# QUOTED PASSAGE:
* * *

Abstract
Thyrotropin-releasing hormone (TRH) stimulates prolactin release and 45Ca2+ efflux from GH3 cells, a clonal strain of rat pituitary cells. Elevation of extracellular K+ also induces prolactin release and increases 45Ca2+ efflux from these cells. In this report, we distinguish between TRH and high K+ as secretagogues and show that TRH-induced release of prolactin and 45Ca2+ is independent of the extracellular Ca2+ concentration, but the effect of high K+ on prolactin release and 45Ca2+ efflux is dependent on the concentration of Ca2+ in the medium. The increment in 45Ca2+ efflux induced by 50 mM K+ during perifusion was reduced in a concentration-dependent manner by lowering extracellular Ca2+ from 1,500 to 0.02 μM (by adding EGTA), whereas 1 μM TRH enhanced 45Ca2+ efflux similarly over the entire range of extracellular Ca2+ concentrations. Although 50 mM K+ caused release of 150 ng prolactin from 40 × 106 GH3 cells exposed to 1,500 μM Ca2+ (control), reduction of extracellular Ca2+ to 2.8 μM decreased prolactin release caused by high K+ to <3% of controls and no prolactin release was detected after exposure to 50 mM K+ in medium with 0.02 μM free Ca2+. In contrast, TRH caused release of 64 ng of prolactin from 40 × 106 GH3 cells exposed to medium with 1,500 μM Ca2+, and release caused by TRH was still 50 and 35% of control in medium with 2.8 and 0.02 μM Ca2+, respectively. Furthermore, TRH transiently increased by 10-fold the fractional efflux of 45Ca2+ from GH3 cells in static incubations with 1,500 or 3.5 μM Ca2+, hereby confirming that the enhanced 45Ca2+ efflux caused by TRH in both low and high Ca2+ medium was not an artifact of the perifusion system.

* * *

# DATA FOR REVIEW:
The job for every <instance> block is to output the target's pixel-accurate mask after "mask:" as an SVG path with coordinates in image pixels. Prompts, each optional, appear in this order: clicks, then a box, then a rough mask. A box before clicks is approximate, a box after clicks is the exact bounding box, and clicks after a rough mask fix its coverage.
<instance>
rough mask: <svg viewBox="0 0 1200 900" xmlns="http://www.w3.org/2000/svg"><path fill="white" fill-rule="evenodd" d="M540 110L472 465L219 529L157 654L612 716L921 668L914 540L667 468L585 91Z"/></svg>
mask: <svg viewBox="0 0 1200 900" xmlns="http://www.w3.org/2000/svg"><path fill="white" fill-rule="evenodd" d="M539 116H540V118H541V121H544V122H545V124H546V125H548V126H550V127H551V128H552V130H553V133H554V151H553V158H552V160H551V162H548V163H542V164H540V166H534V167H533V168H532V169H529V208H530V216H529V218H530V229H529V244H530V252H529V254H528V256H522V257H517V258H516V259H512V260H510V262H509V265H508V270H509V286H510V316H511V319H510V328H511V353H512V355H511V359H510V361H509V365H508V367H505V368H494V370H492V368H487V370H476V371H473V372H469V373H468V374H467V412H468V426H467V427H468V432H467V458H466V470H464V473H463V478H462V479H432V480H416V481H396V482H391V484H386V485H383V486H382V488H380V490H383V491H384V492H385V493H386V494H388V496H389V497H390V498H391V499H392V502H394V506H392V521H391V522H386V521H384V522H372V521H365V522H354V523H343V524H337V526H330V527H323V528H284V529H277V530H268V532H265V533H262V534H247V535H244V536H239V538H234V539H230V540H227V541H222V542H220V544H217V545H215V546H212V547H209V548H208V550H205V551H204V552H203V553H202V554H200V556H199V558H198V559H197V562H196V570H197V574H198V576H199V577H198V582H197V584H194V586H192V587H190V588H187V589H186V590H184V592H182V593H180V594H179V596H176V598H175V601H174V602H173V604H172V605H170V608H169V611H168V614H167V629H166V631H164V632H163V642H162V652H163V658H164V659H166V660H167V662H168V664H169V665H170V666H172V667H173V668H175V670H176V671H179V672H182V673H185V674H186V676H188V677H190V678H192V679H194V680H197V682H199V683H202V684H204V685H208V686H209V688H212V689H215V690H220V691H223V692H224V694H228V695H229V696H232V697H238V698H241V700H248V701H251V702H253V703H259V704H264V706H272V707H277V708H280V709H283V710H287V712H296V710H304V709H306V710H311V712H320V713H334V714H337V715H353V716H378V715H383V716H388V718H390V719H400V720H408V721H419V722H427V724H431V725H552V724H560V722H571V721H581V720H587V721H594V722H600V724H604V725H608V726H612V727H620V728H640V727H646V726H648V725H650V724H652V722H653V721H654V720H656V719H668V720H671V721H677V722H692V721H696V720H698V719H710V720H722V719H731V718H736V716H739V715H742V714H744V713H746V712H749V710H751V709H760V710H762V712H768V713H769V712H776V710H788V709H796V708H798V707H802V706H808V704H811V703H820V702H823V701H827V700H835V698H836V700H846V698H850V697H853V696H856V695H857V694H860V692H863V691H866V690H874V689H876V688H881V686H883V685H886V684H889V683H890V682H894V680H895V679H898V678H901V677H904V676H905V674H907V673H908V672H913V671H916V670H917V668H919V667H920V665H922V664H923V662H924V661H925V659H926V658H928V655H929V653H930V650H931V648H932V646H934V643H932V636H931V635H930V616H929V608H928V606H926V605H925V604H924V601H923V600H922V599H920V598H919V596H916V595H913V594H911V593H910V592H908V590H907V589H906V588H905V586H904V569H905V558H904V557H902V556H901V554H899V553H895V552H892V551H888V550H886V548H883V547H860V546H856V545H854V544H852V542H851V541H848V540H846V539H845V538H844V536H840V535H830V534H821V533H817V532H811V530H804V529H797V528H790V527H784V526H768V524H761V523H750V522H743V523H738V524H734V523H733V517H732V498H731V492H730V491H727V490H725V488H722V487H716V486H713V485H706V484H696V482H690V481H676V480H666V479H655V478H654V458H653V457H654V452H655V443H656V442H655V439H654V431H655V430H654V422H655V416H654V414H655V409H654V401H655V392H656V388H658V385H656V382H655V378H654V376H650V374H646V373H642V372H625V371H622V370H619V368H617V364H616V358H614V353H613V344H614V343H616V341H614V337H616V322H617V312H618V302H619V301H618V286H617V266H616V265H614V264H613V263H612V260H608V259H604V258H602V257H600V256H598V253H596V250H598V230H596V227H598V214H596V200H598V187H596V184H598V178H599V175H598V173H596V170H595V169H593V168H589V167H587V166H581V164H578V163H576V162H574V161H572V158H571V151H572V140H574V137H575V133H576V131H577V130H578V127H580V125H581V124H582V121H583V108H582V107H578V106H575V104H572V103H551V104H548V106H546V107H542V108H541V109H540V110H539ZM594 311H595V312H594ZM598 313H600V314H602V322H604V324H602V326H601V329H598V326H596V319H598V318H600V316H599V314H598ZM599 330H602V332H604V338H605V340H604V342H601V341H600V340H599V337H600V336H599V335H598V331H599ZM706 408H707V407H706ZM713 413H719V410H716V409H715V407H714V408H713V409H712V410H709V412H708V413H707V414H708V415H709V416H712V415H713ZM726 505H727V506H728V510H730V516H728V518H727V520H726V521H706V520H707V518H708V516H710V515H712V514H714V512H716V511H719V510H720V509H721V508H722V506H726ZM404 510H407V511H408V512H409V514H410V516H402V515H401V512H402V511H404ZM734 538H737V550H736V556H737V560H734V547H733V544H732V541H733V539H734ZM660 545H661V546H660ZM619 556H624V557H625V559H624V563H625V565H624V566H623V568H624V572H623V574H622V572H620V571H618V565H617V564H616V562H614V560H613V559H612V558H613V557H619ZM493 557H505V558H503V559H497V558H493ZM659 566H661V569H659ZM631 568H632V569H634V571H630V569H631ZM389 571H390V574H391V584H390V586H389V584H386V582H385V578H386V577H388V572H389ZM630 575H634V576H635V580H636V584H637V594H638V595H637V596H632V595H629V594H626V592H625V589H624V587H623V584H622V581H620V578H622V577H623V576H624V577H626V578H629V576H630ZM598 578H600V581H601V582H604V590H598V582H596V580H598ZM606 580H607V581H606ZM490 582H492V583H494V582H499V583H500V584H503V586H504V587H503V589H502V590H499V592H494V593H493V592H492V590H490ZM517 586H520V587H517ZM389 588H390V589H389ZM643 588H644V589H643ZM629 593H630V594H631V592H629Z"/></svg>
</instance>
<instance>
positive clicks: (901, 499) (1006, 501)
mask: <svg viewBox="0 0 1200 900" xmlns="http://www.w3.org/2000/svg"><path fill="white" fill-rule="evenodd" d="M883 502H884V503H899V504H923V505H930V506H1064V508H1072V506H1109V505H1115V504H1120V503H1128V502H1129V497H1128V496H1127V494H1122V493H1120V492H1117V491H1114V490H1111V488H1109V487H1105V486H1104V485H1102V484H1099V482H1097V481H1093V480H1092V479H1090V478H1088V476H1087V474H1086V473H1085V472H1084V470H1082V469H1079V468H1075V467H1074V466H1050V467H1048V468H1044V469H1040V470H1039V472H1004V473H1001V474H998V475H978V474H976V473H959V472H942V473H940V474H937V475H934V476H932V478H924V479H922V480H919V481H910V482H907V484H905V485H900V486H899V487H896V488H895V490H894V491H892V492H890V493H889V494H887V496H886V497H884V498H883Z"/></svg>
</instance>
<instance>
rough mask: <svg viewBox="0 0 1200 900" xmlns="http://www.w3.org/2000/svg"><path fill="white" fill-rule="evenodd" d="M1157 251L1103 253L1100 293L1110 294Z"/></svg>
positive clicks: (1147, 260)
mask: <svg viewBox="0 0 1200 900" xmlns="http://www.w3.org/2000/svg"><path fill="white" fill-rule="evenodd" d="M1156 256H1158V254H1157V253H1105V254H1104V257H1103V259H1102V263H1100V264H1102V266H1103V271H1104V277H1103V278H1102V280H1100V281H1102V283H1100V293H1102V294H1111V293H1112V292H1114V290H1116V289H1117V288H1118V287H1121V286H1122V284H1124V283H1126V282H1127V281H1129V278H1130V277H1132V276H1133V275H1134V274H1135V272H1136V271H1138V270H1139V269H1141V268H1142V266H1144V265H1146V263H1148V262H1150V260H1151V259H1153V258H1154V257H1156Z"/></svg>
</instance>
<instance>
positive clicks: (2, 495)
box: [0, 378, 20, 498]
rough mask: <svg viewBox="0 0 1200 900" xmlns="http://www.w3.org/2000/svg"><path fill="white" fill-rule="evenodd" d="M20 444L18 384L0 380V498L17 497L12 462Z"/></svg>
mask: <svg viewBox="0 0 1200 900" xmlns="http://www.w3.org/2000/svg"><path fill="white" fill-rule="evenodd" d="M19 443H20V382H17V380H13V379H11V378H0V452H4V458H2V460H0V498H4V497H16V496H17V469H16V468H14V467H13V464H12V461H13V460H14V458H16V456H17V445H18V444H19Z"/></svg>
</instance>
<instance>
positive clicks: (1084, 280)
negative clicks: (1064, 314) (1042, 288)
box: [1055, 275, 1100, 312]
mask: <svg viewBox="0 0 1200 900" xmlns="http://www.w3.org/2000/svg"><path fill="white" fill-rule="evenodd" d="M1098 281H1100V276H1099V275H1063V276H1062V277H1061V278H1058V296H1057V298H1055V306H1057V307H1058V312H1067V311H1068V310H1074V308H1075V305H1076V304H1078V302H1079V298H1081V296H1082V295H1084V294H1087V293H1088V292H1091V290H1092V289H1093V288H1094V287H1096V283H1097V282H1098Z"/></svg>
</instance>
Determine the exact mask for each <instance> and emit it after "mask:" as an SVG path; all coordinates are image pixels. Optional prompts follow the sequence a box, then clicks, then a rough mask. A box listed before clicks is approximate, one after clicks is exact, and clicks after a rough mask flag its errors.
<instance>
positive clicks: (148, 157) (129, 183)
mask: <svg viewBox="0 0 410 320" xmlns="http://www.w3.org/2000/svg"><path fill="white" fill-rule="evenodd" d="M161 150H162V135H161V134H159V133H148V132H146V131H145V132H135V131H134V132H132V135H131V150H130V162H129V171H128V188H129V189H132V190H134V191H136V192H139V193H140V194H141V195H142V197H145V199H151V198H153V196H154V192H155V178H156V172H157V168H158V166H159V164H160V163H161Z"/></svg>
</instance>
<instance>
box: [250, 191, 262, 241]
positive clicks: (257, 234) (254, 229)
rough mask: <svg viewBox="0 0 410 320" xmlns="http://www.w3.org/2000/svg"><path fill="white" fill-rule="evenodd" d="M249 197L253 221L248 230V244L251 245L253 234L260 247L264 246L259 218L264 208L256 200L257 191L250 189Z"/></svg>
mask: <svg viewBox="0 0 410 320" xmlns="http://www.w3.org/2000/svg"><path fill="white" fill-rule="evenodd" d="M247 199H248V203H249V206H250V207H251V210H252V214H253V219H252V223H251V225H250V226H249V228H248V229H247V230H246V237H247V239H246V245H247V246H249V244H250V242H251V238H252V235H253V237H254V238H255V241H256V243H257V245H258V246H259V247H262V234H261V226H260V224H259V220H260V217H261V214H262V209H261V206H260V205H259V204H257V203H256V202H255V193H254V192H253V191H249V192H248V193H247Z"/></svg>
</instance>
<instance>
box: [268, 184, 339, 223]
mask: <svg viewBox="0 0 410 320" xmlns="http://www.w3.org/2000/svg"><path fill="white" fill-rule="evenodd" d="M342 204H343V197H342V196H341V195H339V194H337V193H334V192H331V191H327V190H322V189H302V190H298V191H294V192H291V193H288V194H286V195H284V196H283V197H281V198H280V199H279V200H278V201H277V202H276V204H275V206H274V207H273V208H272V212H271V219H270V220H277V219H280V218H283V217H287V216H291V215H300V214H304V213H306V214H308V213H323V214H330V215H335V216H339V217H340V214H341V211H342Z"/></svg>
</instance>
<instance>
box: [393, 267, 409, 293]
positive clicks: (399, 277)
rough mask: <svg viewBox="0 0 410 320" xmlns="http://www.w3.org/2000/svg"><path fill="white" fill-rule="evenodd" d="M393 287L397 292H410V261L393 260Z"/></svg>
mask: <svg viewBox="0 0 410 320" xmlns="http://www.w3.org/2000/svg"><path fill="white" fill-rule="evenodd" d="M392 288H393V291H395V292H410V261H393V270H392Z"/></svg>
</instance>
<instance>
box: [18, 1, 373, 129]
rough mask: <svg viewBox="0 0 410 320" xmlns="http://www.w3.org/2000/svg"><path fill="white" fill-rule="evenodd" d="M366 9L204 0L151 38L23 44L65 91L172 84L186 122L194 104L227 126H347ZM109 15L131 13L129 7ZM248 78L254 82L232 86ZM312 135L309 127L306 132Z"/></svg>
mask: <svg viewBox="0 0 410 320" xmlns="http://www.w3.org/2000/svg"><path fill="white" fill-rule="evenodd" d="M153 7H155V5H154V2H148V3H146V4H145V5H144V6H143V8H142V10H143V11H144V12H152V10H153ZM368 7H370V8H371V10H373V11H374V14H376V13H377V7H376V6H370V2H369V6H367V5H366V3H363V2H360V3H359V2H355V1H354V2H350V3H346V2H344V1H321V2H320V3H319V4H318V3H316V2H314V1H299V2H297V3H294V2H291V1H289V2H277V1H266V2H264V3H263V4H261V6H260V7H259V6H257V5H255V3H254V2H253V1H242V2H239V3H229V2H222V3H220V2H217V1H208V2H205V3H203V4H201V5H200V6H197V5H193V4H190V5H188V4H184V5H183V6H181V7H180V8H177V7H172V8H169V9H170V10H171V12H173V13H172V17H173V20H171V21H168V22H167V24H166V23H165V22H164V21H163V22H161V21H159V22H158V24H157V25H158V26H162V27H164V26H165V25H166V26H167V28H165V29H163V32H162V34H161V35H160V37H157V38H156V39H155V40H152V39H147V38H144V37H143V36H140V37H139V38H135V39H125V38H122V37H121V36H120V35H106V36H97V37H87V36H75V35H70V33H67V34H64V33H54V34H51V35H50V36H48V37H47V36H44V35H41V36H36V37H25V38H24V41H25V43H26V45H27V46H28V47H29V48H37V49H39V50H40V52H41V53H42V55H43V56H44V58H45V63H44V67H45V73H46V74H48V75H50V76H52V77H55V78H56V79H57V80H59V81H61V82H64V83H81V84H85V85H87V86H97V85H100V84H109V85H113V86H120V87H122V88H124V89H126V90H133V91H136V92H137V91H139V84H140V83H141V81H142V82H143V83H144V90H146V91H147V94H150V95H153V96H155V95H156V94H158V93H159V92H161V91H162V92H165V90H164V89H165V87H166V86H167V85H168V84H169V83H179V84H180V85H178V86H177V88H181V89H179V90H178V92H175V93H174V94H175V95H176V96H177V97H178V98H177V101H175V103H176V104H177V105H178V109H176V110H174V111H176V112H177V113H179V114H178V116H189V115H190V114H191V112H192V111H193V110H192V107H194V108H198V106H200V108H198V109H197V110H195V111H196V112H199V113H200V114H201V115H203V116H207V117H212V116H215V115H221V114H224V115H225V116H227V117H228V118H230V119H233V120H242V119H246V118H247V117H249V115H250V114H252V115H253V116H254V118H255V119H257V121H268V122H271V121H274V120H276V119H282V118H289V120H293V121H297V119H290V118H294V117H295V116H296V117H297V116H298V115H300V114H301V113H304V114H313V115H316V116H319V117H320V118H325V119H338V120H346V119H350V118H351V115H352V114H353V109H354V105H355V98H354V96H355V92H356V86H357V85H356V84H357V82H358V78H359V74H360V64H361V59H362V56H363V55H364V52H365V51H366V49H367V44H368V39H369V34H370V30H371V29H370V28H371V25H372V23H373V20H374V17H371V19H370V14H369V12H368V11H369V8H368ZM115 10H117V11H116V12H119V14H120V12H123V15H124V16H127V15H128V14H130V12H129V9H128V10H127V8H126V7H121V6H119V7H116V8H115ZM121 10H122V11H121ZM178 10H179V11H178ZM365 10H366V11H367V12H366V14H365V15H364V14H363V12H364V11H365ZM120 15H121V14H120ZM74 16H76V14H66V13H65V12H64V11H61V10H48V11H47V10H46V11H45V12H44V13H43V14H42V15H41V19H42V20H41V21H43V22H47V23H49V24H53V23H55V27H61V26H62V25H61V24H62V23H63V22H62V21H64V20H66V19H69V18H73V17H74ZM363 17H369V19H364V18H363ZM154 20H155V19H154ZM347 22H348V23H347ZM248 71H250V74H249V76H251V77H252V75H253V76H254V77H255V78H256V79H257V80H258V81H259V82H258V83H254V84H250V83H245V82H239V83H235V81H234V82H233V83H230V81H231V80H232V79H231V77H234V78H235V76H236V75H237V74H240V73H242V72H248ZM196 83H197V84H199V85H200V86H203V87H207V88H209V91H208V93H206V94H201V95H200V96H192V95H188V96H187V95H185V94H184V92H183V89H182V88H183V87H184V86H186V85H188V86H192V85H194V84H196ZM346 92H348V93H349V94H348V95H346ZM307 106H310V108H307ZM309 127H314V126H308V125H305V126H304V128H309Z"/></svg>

* * *

# TASKS:
(1) According to the abstract, how much prolactin did TRH release from 40 × 106 GH3 cells in medium with 1,500 μM Ca2+?
(2) Please state whether each statement agrees with the abstract, answering yes or no and quoting the deciding words: (a) TRH-induced prolactin release does not depend on the extracellular Ca2+ concentration. (b) GH3 cells are a clonal strain of mouse pituitary cells. (c) In static incubations, TRH increased the fractional efflux of 45Ca2+ from GH3 cells by 10-fold.
The records have no connection to the abstract.

# ANSWERS:
(1) 64 ng of prolactin.

(2)
(a) Yes: "TRH-induced release of prolactin and 45Ca2+ is independent of the extracellular Ca2+ concentration"
(b) No: "a clonal strain of rat pituitary cells"
(c) Yes: "TRH transiently increased by 10-fold the fractional efflux of 45Ca2+ from GH3 cells in static incubations"